* What needs to be done: Count the lines in the data below that contain the string "wall", treating uppercase and lowercase as different. Give only the number.

* BEGIN Records *

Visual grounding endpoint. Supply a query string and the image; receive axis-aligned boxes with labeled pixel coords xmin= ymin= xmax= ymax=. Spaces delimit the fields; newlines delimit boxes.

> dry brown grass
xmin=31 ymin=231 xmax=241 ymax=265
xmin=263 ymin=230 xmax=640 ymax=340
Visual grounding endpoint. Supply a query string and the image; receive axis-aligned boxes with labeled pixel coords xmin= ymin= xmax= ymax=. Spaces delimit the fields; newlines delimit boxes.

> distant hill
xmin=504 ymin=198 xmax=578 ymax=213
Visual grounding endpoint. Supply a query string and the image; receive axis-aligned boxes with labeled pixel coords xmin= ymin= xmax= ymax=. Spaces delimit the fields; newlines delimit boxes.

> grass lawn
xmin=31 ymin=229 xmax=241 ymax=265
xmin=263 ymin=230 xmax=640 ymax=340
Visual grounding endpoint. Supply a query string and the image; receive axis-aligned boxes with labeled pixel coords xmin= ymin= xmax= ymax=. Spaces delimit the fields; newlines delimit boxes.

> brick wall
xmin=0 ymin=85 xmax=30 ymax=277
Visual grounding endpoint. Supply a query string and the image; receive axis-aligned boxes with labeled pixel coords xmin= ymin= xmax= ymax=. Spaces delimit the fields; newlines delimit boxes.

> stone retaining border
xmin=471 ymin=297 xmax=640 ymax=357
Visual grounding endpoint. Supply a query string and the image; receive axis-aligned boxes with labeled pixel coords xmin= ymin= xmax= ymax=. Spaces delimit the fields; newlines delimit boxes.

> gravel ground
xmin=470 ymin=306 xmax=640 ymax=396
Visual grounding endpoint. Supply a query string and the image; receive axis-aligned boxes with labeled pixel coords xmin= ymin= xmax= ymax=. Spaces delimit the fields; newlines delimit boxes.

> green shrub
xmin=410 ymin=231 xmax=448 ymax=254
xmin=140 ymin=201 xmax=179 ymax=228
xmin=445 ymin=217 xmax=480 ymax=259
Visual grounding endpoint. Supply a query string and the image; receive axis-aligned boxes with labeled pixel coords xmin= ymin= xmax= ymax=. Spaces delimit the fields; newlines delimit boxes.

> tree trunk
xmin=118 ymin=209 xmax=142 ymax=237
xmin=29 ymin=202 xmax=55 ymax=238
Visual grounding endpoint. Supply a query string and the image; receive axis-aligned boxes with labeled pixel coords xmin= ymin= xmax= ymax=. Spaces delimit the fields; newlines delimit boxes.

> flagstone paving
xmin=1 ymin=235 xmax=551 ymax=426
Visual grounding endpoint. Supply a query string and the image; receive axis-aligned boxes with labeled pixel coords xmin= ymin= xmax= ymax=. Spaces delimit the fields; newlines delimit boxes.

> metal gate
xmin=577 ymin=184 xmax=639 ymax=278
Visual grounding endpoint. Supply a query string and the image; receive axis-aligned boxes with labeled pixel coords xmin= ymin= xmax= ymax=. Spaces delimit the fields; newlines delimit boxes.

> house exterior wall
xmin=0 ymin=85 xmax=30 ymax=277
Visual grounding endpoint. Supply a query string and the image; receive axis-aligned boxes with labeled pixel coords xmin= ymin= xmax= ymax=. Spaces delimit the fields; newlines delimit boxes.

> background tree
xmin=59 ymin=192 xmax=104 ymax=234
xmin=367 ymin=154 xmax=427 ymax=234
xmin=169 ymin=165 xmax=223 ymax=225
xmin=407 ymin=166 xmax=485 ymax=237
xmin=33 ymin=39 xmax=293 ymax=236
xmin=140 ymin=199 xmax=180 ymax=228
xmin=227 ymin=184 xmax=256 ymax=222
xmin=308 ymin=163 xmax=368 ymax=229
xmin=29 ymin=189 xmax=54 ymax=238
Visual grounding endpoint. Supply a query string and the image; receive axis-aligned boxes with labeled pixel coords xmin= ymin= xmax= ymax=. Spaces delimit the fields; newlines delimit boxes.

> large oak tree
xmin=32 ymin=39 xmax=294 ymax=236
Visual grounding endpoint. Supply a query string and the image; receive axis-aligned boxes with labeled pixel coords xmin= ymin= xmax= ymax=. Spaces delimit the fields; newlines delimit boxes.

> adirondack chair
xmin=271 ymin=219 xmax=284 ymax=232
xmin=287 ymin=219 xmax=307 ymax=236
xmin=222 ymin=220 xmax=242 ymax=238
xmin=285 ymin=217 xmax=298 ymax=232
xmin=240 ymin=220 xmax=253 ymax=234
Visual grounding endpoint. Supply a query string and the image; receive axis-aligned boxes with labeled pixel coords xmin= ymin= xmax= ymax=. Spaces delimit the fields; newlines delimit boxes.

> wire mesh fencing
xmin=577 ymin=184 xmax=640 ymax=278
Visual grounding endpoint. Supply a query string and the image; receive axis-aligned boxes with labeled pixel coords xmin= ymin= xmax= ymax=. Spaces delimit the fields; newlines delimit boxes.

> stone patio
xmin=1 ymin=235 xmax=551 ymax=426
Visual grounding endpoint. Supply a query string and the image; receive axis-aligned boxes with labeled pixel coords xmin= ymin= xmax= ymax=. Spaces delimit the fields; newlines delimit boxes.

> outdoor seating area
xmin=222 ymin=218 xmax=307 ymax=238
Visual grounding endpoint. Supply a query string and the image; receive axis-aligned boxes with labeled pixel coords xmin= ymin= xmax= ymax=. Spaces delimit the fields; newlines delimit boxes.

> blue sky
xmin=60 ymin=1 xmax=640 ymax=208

* END Records *
* BEGIN Records *

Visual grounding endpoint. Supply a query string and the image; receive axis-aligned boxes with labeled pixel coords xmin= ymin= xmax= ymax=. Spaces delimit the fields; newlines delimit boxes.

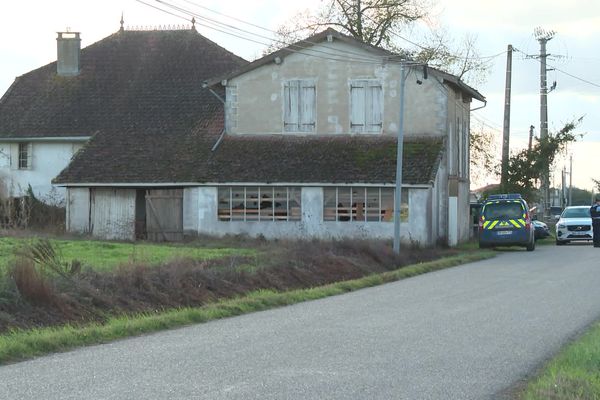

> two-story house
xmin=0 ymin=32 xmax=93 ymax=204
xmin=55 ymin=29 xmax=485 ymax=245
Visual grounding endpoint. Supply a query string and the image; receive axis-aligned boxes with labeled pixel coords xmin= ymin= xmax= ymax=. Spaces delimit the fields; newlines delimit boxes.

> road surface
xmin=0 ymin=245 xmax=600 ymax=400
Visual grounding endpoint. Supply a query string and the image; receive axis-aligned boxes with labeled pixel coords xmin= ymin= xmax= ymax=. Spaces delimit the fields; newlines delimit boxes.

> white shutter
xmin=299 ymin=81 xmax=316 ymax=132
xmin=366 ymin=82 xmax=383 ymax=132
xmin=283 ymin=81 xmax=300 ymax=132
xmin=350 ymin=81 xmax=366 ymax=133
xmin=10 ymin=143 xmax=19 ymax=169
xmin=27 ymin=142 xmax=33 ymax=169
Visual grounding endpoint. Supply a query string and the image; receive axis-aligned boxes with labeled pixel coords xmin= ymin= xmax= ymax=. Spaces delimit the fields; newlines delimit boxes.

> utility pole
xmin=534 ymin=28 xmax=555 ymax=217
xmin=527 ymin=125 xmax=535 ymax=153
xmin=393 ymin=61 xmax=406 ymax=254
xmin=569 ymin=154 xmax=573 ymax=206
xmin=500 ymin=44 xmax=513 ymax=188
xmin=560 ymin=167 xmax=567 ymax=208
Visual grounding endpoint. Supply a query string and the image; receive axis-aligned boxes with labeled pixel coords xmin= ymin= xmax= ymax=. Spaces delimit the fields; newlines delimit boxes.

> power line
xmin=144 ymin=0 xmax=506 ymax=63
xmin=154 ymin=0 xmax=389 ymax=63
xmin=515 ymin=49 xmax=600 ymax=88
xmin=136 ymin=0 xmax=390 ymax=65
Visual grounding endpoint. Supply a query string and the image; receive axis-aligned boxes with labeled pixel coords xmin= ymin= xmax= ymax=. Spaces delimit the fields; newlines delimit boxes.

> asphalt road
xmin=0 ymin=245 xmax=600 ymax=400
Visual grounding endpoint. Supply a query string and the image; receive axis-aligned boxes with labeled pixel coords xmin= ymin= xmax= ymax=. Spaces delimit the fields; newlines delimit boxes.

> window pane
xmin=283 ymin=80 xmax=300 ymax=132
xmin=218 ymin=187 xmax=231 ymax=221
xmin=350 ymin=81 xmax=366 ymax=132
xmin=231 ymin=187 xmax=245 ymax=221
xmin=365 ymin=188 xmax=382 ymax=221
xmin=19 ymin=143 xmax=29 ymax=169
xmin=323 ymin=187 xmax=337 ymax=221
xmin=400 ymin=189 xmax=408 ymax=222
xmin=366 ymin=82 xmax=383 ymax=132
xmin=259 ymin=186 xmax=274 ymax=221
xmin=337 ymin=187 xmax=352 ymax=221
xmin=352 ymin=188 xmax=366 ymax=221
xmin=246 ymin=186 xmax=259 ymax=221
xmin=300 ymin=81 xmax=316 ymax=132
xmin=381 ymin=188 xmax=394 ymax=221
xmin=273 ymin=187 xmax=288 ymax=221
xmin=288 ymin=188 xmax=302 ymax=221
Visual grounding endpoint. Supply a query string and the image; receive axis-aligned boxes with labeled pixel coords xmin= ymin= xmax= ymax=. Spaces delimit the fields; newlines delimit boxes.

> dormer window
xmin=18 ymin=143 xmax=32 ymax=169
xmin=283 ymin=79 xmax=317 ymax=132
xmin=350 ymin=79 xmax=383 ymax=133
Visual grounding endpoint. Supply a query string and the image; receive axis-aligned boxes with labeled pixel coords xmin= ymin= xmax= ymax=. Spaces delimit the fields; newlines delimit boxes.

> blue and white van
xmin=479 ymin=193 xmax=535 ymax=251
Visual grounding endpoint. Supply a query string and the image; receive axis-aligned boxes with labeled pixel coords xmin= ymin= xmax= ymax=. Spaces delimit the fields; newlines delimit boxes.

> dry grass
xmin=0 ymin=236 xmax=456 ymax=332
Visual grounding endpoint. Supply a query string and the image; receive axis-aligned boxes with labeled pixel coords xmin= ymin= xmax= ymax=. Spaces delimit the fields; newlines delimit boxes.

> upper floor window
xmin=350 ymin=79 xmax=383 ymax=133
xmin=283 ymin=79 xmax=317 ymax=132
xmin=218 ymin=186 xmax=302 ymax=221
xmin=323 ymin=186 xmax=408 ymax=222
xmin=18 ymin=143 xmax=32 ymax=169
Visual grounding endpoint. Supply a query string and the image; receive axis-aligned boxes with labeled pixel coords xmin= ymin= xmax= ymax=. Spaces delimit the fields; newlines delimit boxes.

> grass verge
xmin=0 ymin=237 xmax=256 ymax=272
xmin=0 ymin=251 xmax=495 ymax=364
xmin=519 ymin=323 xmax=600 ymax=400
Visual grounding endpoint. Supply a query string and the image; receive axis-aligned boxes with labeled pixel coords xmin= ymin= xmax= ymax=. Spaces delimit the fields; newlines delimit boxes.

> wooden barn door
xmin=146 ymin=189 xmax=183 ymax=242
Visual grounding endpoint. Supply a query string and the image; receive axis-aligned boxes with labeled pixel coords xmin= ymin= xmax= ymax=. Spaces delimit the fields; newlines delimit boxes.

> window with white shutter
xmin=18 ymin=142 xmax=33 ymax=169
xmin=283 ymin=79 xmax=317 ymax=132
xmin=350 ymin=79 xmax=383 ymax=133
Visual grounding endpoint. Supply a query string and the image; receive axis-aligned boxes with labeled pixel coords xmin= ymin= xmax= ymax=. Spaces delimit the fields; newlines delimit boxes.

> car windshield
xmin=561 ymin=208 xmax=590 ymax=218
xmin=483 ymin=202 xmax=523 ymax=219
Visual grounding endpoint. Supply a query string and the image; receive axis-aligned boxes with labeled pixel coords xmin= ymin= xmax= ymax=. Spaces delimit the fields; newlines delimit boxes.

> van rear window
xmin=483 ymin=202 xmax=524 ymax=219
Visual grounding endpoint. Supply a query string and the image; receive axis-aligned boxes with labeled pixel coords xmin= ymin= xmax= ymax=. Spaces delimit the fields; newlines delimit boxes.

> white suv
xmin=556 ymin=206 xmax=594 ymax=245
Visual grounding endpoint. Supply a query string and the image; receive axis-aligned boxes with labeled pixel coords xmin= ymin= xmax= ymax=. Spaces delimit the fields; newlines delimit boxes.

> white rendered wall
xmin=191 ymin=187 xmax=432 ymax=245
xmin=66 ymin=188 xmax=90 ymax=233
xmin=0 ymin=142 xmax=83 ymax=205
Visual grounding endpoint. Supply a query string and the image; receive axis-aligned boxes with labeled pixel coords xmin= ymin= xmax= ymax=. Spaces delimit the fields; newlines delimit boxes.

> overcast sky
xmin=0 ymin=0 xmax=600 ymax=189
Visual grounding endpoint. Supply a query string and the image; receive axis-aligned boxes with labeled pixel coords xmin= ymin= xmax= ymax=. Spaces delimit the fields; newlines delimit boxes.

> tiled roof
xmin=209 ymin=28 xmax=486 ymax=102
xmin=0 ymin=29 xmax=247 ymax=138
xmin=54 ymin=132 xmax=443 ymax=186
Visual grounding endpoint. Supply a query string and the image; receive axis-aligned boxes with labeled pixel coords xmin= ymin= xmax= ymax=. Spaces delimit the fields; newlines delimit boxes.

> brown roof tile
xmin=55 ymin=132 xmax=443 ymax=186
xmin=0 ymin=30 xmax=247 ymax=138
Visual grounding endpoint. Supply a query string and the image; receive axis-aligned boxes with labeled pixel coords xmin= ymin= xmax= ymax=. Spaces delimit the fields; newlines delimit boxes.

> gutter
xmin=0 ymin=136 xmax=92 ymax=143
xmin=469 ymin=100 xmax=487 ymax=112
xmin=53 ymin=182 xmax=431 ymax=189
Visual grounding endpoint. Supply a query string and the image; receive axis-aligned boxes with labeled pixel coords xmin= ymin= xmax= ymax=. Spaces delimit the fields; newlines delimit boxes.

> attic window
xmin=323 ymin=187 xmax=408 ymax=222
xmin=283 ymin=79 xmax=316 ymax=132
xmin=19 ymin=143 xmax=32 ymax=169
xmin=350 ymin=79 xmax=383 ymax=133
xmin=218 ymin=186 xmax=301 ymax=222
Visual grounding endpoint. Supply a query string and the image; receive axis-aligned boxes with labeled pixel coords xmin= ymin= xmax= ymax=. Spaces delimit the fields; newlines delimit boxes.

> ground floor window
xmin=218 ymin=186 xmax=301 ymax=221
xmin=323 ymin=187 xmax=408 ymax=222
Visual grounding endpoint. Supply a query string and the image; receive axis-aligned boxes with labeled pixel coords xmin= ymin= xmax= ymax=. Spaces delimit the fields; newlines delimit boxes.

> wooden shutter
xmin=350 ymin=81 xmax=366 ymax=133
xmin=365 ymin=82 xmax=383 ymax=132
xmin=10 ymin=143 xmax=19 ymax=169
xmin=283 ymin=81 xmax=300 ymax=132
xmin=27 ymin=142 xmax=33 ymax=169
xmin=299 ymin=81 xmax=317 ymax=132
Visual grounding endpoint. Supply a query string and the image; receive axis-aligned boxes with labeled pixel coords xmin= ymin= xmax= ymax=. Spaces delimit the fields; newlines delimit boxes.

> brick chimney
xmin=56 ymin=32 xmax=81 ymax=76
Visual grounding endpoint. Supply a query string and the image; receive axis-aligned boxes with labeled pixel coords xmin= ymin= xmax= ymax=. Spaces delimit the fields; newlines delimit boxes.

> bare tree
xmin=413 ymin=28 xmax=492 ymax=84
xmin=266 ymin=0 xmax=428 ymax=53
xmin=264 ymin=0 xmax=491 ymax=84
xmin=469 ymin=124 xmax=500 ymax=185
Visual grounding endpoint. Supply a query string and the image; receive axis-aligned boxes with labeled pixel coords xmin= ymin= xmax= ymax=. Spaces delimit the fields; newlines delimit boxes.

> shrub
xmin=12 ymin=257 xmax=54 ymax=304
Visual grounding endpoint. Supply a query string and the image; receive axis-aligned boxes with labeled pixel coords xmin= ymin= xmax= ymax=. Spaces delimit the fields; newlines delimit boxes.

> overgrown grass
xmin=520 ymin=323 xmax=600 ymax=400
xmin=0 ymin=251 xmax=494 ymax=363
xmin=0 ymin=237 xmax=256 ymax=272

* END Records *

* Solution: 3